* **STATED GOAL**:
Find every line in the rows below that contains the word "daisy" and copy each of those lines. Case counts, so only match the word with the same capitalization.

* **MATERIAL**:
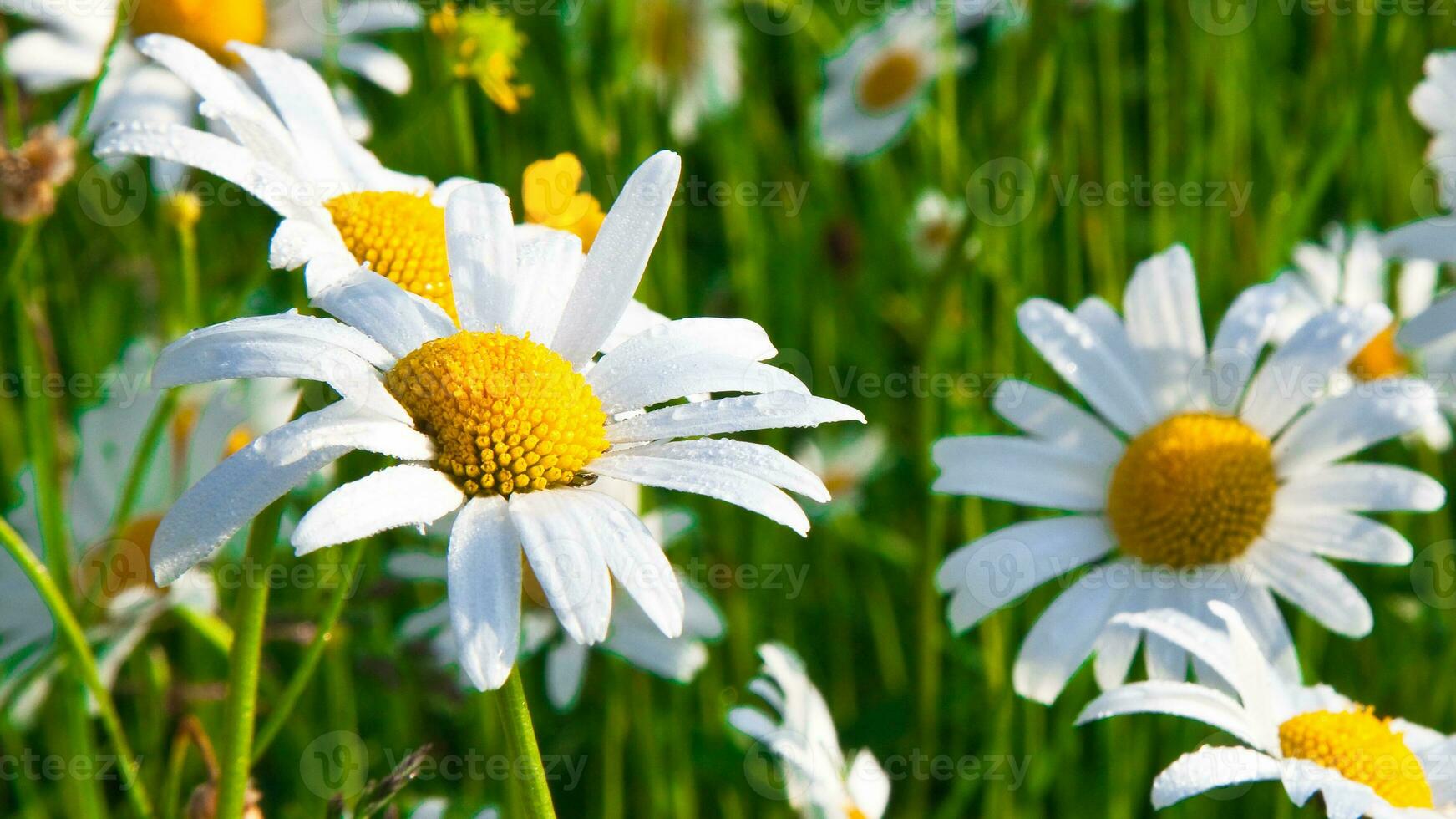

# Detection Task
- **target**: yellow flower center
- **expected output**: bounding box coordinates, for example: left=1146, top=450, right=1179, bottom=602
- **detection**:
left=859, top=51, right=921, bottom=114
left=1107, top=412, right=1277, bottom=567
left=1278, top=707, right=1434, bottom=809
left=521, top=153, right=607, bottom=251
left=323, top=191, right=456, bottom=318
left=1350, top=323, right=1411, bottom=380
left=131, top=0, right=268, bottom=65
left=384, top=331, right=607, bottom=496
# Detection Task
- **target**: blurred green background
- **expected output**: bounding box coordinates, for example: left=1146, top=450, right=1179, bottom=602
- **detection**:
left=8, top=0, right=1456, bottom=819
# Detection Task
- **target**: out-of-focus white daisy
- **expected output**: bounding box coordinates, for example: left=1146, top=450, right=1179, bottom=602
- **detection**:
left=409, top=796, right=501, bottom=819
left=141, top=151, right=864, bottom=689
left=819, top=6, right=943, bottom=157
left=637, top=0, right=743, bottom=141
left=933, top=247, right=1446, bottom=702
left=794, top=427, right=888, bottom=510
left=728, top=643, right=890, bottom=819
left=388, top=478, right=723, bottom=711
left=906, top=191, right=966, bottom=270
left=0, top=344, right=292, bottom=721
left=0, top=0, right=422, bottom=151
left=1078, top=602, right=1456, bottom=819
left=96, top=35, right=470, bottom=303
left=1274, top=226, right=1456, bottom=449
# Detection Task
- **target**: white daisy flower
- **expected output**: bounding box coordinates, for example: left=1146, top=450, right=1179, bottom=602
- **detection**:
left=637, top=0, right=743, bottom=143
left=0, top=0, right=422, bottom=150
left=0, top=344, right=289, bottom=721
left=388, top=478, right=723, bottom=711
left=906, top=190, right=968, bottom=270
left=1274, top=226, right=1456, bottom=449
left=96, top=35, right=472, bottom=303
left=819, top=6, right=942, bottom=157
left=728, top=643, right=890, bottom=819
left=151, top=151, right=864, bottom=689
left=933, top=240, right=1446, bottom=702
left=1078, top=602, right=1456, bottom=819
left=794, top=427, right=890, bottom=511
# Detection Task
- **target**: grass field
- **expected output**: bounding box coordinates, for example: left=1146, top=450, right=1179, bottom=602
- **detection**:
left=8, top=0, right=1456, bottom=819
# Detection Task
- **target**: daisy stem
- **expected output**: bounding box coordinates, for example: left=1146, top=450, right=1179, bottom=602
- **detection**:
left=0, top=517, right=153, bottom=819
left=216, top=498, right=286, bottom=816
left=71, top=3, right=133, bottom=139
left=495, top=666, right=556, bottom=819
left=253, top=541, right=364, bottom=764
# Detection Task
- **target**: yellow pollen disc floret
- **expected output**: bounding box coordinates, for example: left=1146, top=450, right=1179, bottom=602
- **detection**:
left=521, top=153, right=607, bottom=251
left=1107, top=412, right=1277, bottom=567
left=1278, top=707, right=1434, bottom=807
left=1350, top=323, right=1411, bottom=380
left=323, top=191, right=456, bottom=318
left=131, top=0, right=268, bottom=65
left=384, top=331, right=607, bottom=496
left=859, top=51, right=921, bottom=114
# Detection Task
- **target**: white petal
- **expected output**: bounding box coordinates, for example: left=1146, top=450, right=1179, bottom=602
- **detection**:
left=339, top=41, right=411, bottom=94
left=445, top=185, right=524, bottom=335
left=546, top=638, right=588, bottom=711
left=1012, top=567, right=1117, bottom=705
left=604, top=439, right=830, bottom=503
left=1264, top=509, right=1413, bottom=566
left=575, top=490, right=686, bottom=637
left=1239, top=304, right=1391, bottom=437
left=1153, top=746, right=1283, bottom=811
left=588, top=318, right=778, bottom=384
left=1017, top=298, right=1154, bottom=435
left=1272, top=379, right=1436, bottom=478
left=151, top=404, right=378, bottom=586
left=447, top=497, right=521, bottom=691
left=992, top=380, right=1123, bottom=465
left=312, top=267, right=456, bottom=359
left=607, top=392, right=865, bottom=443
left=1203, top=282, right=1290, bottom=412
left=591, top=450, right=809, bottom=537
left=508, top=490, right=611, bottom=645
left=292, top=464, right=464, bottom=557
left=1274, top=464, right=1446, bottom=511
left=94, top=122, right=309, bottom=219
left=553, top=150, right=682, bottom=366
left=935, top=517, right=1113, bottom=633
left=1123, top=245, right=1207, bottom=414
left=1244, top=541, right=1374, bottom=637
left=1076, top=680, right=1260, bottom=745
left=931, top=435, right=1111, bottom=511
left=1397, top=290, right=1456, bottom=350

* **OUTPUT FOR THIS TASK**:
- **target**: out-of-focus white daisy
- **target**: white daisy flower
- **target**: daisy stem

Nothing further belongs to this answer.